- TEXT SECTION:
=-=-=

[Python-Dev] Allowing u.encode() to return non-strings

Tue Jun 22 07:53:10 EDT 2004

On Tuesday 2004-06-22 03:37, Guido van Rossum wrote:
>>>             But with the proposed change, the return type will depend
>>> on the *value* of s, and I don't know how easy it is for the type
>>> inferencers to handle that case -- likely, a type inferencer will have
>>> to give up and say it returns 'object'.
>> 
>> When looking for near-C speed, type inferencing is most important
>> for a relatively small set of particularly efficiently manipulable
>> types: most notably, smallish integers.
> 
> If type inferencing only worked for *smallish* ints it would be a
> waste of time.  You don't want the program to run 50x faster but
> compute the wrong result if some intermediate result is larger than 32
> bits.

Either I'm misunderstanding you, or that's a straw man.
I'm not saying type inference is useful if it gives the
wrong answer when non-smallish ints occur. I'm saying
it's useful if it stops providing major speedups when
non-smallish ints occur. Which is what happens in, say,
modern Lisp systems when their type inferencing can
prove that some important intermediate value is an
integer but not that it's small enough to fit in a
single word.

>> Being able to prove that
>> something is a Unicode object just isn't all that useful for
>> efficiency, because most of the things you can do to Unicode
>> objects aren't all that cheap relative to the cost of finding out
>> what they are. Likewise, though perhaps a bit less so, for being
>> able to prove that something is a string.
> 
> Hm, strings are so fundamental as arguments to other things (used as
> keys etc.) that my intuition tells me that it actually would matter.

=-=-=

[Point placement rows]

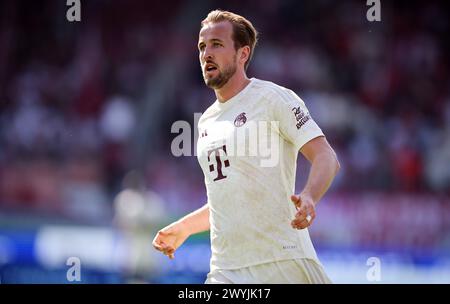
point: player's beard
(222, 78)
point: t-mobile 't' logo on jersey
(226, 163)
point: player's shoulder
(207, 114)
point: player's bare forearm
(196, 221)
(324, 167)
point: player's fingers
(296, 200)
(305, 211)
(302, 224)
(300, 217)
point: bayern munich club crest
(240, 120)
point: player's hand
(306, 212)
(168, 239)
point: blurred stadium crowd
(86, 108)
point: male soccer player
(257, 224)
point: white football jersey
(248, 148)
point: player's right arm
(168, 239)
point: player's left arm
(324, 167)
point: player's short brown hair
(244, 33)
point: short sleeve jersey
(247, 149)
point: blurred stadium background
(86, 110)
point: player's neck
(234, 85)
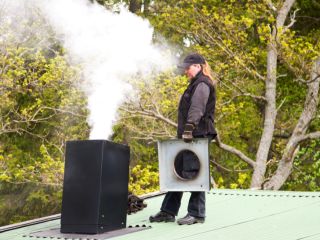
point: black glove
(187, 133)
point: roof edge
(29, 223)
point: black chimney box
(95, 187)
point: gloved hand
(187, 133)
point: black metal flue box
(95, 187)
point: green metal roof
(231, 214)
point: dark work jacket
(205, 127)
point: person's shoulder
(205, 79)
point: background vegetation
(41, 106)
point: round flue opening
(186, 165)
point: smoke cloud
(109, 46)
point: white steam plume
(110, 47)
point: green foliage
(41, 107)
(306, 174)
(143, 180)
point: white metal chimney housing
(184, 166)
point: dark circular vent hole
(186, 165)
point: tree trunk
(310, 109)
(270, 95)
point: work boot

=-=-=

- SET EXERCISE 1:
In the point placement rows, starting at the line "point: player's bare forearm" and ending with the last row, swap "jersey" for "shirt" and keep everything else unchanged. Leave the pictures out of your answer.
- SET EXERCISE 2:
Extend the mailing-list post about letting u.encode() return non-strings, continuing after its final sentence.

- EXPECTED OUTPUT 1:
point: player's bare forearm
(196, 221)
(324, 167)
point: player's fingers
(296, 200)
(305, 211)
(302, 224)
(300, 217)
point: bayern munich club crest
(240, 120)
point: player's hand
(306, 212)
(168, 239)
point: blurred stadium crowd
(86, 108)
point: male soccer player
(257, 224)
point: white football shirt
(248, 148)
point: player's right arm
(168, 239)
point: player's left arm
(324, 167)
point: player's short brown hair
(244, 33)
point: short sleeve shirt
(247, 149)
point: blurred stadium background
(86, 110)
point: player's neck
(234, 85)
point: black glove
(187, 133)
point: roof edge
(29, 223)
point: black chimney box
(95, 187)
point: gloved hand
(187, 133)
point: black metal flue box
(95, 187)
point: green metal roof
(231, 214)
point: dark work jacket
(205, 127)
point: person's shoulder
(205, 79)
point: background vegetation
(41, 106)
point: round flue opening
(186, 165)
point: smoke cloud
(109, 46)
point: white steam plume
(110, 47)
point: green foliage
(41, 107)
(306, 174)
(143, 180)
point: white metal chimney housing
(184, 166)
point: dark circular vent hole
(186, 165)
point: tree trunk
(310, 109)
(270, 95)
point: work boot

- EXPECTED OUTPUT 2:
As a Python user I am required by law to have great
respect for your intuition :-), and I would do anyway,
so you may be right here. But surely most places where
strings are used so very heavily almost always *do*
get strings, so their type-checking is just a matter
of, um, checking the type (i.e., no dynamic dispatch
is needed in the common case), so if you then need to
do something non-trivial like a dict lookup the cost
of the type check is relatively rather small.

> And there are quite a few fast operations on strings: len(), "iftrue",
> even slicing: slices with a fixed size are O(1).

Yes, though it's O(1) with a rather large constant. (Except
maybe for single-character slices.) I'll agree about len and
iftrue, though.

>> At least, so it seems to me. Maybe I'm wrong. I suppose the
>> extract-one-character operation might be used quite a bit,
>> and that could be cheap. But I can't help feeling that
>> occasions where (1) the compiler can prove that something
>> is a string because it comes from calling an "encode" method,
>> (2) it can't prove that any other way, (3) this makes an
>> appreciable difference to the speed of the code, and (4)
>> there isn't any less-rigorous (Psyco-like, say) way for
>> the type to be discovered and efficient code used, are
>> likely to be pretty rare, and in particular rare enough
>> that supplying some sort of optional type declaration
>> won't be unacceptable to users. (I bet that any version
>> of Python that achieves near-C speed by doing extensive
>> type inference will have optional type declarations.)
>
> Don't forget all those other uses of type inferencing, e.g. for
> pointing out latent bugs in programs (pychecker etc.).

Sure, and I think that's a better argument. If you'd said
"We'll probably do heavy type inferencing eventually for
speed, and it's really helpful for finding bugs too, so
it would be a shame to do anything that interferes with
it" then I'd probably just have agreed :-).

>>> (I've never liked functions whose return type depends on the value of
>>> an argument -- I guess my intuition has always anticipated type
>>> inferencing. :-)
>> 
>> def f(x): return x+x
>> 
>> has that property, even if you pretend that "+" only works
>> on numbers.
> 
> No, the type of f depends on the *type* of x (unless x has a type
> whose '+' operation has a type that depends on the value of x).

Oh, I see. I misunderstood you; sorry about that. How do
you feel about the "eval" function? :-)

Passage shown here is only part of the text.